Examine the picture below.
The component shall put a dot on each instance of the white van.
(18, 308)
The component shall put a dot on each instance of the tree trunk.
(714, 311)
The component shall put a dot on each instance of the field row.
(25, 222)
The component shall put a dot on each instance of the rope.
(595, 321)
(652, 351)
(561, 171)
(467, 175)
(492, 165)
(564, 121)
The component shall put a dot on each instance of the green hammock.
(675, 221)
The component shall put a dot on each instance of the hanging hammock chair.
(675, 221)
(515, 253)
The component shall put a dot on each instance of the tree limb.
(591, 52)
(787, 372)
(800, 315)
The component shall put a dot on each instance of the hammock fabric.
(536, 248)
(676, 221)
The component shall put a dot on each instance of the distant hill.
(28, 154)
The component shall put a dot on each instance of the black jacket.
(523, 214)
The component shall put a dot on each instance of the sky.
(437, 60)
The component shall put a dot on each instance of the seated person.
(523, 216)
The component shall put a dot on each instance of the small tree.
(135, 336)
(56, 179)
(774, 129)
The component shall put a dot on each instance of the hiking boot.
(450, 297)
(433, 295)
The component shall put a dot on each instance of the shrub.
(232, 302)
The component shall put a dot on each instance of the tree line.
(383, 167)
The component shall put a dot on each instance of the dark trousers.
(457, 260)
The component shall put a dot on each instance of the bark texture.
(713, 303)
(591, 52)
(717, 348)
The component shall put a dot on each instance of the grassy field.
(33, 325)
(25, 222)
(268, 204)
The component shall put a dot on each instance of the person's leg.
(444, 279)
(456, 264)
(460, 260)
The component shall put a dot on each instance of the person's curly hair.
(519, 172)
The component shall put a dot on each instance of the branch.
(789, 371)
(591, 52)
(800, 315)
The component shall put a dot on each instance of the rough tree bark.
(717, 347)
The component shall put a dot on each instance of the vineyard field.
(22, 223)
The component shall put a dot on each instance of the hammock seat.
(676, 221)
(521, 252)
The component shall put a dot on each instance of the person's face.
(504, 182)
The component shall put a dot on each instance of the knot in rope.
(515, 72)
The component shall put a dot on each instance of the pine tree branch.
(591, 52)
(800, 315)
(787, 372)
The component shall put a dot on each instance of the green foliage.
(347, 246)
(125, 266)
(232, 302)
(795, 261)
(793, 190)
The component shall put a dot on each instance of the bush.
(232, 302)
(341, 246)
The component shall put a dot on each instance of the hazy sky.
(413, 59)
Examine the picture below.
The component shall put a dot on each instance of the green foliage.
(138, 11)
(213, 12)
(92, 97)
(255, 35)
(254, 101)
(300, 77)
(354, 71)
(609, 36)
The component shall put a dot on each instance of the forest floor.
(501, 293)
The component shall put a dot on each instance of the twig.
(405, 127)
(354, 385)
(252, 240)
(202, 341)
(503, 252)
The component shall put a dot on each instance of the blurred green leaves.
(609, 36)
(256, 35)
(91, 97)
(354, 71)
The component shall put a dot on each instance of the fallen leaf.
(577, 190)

> [WHAT TO PRODUCE]
Extract every record. Keep wording exact.

> [EXERCISE SOLUTION]
Examine the picture below.
The component shall put a dot on each instance of the white van.
(18, 308)
The component shall put a dot on each instance of the tree trunk.
(714, 311)
The component shall put a dot on each instance of the field row.
(25, 222)
The component shall put a dot on each instance of the rope.
(595, 321)
(652, 351)
(561, 171)
(467, 175)
(492, 165)
(564, 121)
The component shall put a dot on each instance of the green hammock.
(675, 221)
The component shall put a dot on each instance of the hanging hammock chair.
(675, 221)
(515, 253)
The component shall put a dot on each instance of the tree limb.
(591, 52)
(787, 372)
(800, 315)
The component shall put a dot on each instance of the hammock fabric.
(536, 248)
(676, 221)
The component shall put a dot on each instance of the distant hill.
(28, 154)
The component shall put a dot on each instance of the black jacket.
(523, 214)
The component shall put a dot on each instance of the sky.
(437, 60)
The component shall put a dot on each instance of the seated person.
(523, 216)
The component shall put a dot on each instance of the small tree.
(135, 336)
(56, 179)
(774, 129)
The component shall put a dot on each instance of the hiking boot.
(450, 297)
(433, 295)
The component shall put a dot on each instance of the shrub.
(232, 302)
The component shall put a dot on each instance of the tree line.
(383, 167)
The component shall put a dot on each instance of the dark trousers.
(457, 260)
The component shall put a dot on each instance of the bark texture.
(713, 303)
(591, 52)
(717, 348)
The component shall put a dot on each instance of the grassy field.
(33, 325)
(25, 222)
(268, 204)
The component shall put a dot on each instance of the person's leg.
(444, 279)
(456, 264)
(460, 260)
The component shall put a dot on each instance of the person's curly hair.
(519, 172)
The component shall put a dot on each instance of the branch.
(789, 371)
(591, 52)
(800, 315)
The component shall put a dot on each instance of the rough tree bark.
(717, 347)
The component shall put a dot on each instance of the vineyard field.
(22, 223)
The component shall put a dot on each instance of the hammock seat.
(676, 221)
(521, 252)
The component shall put a dot on each instance of the person's face.
(504, 182)
The component shall put a dot on each instance of the knot in rope.
(515, 72)
The component shall put a dot on each instance of the pine tree branch.
(591, 52)
(800, 315)
(787, 372)
The component shall put a dot on each instance of the green foliage.
(347, 246)
(125, 266)
(232, 302)
(795, 261)
(793, 190)
The component shall put a dot on each instance of the bush.
(232, 302)
(341, 246)
The component shall put a dot on each instance of the hazy sky.
(413, 59)
Examine the picture below.
The component shall put a dot on each instance of the green foliage.
(138, 11)
(213, 12)
(92, 97)
(255, 35)
(254, 101)
(300, 77)
(354, 71)
(609, 36)
The component shall put a dot on each instance of the forest floor.
(501, 293)
The component shall put a dot on each instance of the twig.
(405, 127)
(354, 385)
(252, 240)
(202, 341)
(503, 252)
The component shall put a dot on each instance of the blurred green leaves.
(609, 36)
(256, 35)
(91, 97)
(354, 71)
The component shall put a dot on each instance of the fallen leaf.
(577, 190)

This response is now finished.